* **What to work on**: Reproduce the records below verbatim, from their first line through the line containing "90 126 L 85", with both of those lines included.

[Records]
***
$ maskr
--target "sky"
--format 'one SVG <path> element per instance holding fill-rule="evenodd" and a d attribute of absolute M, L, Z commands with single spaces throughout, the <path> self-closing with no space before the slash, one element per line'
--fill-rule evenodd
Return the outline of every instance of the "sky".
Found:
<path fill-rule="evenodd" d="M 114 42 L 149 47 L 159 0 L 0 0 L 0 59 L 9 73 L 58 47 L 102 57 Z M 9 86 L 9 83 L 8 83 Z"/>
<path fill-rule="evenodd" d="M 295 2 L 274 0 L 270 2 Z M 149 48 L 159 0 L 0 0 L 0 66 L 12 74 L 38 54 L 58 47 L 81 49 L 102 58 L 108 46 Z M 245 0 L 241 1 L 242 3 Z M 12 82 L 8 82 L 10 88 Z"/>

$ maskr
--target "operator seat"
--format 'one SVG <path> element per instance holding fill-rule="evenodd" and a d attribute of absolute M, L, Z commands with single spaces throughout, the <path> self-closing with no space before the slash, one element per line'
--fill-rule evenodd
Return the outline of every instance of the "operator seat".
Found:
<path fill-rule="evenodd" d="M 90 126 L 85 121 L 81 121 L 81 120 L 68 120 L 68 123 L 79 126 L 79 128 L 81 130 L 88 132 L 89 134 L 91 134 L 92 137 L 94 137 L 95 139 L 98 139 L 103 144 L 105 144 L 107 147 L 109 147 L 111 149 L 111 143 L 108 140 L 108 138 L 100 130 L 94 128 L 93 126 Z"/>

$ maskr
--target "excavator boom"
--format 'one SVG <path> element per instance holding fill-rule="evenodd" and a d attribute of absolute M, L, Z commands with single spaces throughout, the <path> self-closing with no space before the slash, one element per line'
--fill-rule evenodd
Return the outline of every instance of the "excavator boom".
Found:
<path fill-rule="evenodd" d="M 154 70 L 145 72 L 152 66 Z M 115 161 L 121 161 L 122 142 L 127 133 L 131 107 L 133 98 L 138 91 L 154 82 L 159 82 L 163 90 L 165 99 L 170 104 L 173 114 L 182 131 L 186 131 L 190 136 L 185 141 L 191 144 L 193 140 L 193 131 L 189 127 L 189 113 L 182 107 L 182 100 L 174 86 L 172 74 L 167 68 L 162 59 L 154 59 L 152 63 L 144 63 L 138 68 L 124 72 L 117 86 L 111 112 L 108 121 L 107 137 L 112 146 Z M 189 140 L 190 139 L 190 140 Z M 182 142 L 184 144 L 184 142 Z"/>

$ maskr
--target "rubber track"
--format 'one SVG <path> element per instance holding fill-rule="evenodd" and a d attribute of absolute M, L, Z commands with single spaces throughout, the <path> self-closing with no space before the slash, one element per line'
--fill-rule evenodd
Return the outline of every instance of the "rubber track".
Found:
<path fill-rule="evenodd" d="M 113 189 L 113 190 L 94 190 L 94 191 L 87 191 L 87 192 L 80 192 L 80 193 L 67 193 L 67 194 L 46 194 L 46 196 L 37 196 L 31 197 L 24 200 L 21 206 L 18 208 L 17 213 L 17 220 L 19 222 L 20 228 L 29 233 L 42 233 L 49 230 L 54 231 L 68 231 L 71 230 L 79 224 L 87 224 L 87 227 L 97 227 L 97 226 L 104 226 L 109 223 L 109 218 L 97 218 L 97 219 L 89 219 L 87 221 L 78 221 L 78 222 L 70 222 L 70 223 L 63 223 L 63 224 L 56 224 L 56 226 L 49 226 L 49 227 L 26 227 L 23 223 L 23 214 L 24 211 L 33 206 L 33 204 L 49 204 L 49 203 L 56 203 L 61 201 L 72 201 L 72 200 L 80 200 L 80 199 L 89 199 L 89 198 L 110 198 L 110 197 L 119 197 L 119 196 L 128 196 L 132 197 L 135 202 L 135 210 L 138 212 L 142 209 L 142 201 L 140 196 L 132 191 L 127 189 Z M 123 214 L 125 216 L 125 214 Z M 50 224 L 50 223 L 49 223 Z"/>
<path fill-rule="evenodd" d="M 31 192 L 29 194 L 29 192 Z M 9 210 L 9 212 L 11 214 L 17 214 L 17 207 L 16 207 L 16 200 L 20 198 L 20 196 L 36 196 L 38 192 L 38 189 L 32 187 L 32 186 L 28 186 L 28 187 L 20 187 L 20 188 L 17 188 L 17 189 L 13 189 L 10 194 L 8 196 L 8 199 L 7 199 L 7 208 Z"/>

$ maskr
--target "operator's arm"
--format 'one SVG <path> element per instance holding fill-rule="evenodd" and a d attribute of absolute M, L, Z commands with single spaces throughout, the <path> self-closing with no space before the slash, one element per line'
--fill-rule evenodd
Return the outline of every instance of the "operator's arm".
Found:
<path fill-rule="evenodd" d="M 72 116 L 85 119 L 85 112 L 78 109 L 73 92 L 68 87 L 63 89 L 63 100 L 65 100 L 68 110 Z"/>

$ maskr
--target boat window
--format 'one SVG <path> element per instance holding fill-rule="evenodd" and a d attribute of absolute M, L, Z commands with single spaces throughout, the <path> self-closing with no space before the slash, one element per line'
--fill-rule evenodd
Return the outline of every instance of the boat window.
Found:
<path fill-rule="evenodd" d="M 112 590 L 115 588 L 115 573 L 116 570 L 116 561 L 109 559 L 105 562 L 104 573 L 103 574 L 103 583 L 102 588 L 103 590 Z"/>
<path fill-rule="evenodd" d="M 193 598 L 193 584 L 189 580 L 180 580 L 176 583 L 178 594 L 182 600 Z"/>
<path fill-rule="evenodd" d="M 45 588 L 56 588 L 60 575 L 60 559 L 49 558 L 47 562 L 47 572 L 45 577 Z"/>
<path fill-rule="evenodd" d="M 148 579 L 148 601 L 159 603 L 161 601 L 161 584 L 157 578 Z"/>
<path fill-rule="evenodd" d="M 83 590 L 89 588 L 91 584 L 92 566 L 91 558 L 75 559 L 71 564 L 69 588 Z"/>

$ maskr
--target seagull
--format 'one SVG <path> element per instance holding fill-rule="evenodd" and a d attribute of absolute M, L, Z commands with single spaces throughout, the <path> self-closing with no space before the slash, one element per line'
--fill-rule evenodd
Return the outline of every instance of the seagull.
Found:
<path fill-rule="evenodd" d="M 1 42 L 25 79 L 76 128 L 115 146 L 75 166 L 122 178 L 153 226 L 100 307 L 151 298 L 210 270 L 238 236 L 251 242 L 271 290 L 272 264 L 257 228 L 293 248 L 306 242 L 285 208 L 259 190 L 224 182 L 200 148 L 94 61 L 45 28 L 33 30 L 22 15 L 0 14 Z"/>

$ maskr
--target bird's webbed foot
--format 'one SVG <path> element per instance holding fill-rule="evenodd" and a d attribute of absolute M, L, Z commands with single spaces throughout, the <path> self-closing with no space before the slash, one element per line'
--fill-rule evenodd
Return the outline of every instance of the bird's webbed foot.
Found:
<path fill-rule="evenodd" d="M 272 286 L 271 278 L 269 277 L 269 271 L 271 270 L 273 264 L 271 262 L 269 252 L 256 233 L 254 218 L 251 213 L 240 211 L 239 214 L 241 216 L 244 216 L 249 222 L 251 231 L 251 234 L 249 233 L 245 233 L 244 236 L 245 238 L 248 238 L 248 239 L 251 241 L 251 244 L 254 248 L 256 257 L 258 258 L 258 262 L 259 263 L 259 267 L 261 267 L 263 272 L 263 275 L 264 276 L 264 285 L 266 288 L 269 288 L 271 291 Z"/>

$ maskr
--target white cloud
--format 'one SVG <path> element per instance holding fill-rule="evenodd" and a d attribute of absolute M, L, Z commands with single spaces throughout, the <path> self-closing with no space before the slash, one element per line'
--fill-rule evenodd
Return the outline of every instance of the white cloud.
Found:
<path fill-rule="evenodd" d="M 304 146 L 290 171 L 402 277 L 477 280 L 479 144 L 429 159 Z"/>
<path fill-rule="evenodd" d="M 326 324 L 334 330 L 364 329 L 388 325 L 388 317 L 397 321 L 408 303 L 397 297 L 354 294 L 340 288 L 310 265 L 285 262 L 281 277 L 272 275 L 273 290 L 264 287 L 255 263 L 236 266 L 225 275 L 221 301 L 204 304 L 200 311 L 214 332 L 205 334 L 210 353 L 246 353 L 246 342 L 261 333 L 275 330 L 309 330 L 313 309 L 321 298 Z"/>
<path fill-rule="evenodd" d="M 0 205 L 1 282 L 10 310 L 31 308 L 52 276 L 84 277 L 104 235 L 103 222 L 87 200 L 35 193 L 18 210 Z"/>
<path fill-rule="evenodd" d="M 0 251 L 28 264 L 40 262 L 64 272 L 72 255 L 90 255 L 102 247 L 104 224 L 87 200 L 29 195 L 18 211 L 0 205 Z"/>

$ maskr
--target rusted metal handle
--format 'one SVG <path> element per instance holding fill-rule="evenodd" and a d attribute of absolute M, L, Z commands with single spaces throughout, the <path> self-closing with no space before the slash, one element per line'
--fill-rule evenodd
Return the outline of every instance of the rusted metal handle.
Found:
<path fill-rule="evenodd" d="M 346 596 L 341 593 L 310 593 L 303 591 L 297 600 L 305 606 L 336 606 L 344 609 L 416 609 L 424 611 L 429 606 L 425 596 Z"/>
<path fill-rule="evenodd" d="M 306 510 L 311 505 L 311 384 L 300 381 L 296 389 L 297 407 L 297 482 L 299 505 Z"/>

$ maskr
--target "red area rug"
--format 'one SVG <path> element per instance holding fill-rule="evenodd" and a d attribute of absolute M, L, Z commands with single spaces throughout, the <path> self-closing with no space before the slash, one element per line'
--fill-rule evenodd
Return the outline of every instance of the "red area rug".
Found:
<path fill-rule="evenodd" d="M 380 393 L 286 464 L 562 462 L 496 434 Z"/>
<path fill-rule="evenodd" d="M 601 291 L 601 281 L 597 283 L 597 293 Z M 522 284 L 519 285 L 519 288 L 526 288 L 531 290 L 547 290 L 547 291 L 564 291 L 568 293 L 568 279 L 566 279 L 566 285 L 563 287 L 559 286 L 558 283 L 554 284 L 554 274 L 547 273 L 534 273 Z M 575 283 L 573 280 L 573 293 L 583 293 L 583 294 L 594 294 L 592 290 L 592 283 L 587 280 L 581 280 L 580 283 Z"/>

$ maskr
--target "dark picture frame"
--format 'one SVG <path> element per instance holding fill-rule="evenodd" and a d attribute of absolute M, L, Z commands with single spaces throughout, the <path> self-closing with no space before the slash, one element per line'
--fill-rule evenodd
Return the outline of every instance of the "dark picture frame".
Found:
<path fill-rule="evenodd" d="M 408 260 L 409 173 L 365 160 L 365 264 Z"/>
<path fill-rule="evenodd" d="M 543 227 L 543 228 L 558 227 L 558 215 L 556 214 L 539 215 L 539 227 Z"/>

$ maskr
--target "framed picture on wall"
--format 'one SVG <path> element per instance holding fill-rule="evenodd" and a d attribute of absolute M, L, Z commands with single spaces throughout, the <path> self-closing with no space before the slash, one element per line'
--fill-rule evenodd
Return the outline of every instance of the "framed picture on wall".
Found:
***
* **Exercise answer**:
$ maskr
--target "sky"
--format 'one SVG <path> element per instance holding fill-rule="evenodd" and a d attribute of absolute M, L, Z commands with single spaces throughout, the <path> self-closing with no space before the slash, one element per line'
--fill-rule evenodd
Return the outline of every instance of the "sky".
Found:
<path fill-rule="evenodd" d="M 114 42 L 149 47 L 159 0 L 0 0 L 0 59 L 9 73 L 58 47 L 102 57 Z M 9 86 L 9 83 L 8 83 Z"/>
<path fill-rule="evenodd" d="M 295 2 L 274 0 L 270 2 Z M 149 48 L 159 0 L 0 0 L 0 66 L 12 74 L 38 54 L 58 47 L 81 49 L 102 58 L 108 46 Z M 245 0 L 241 1 L 242 3 Z M 12 82 L 8 82 L 10 88 Z"/>

$ maskr
--target "operator seat"
--format 'one SVG <path> element per instance holding fill-rule="evenodd" and a d attribute of absolute M, L, Z commands with single spaces throughout, the <path> self-closing with no space before the slash, one element per line'
--fill-rule evenodd
Return the outline of every instance of the "operator seat".
Found:
<path fill-rule="evenodd" d="M 90 126 L 85 121 L 81 121 L 81 120 L 68 120 L 68 123 L 79 126 L 79 128 L 81 130 L 88 132 L 89 134 L 91 134 L 92 137 L 94 137 L 95 139 L 98 139 L 103 144 L 105 144 L 107 147 L 109 147 L 111 149 L 111 143 L 108 140 L 108 138 L 100 130 L 94 128 L 93 126 Z"/>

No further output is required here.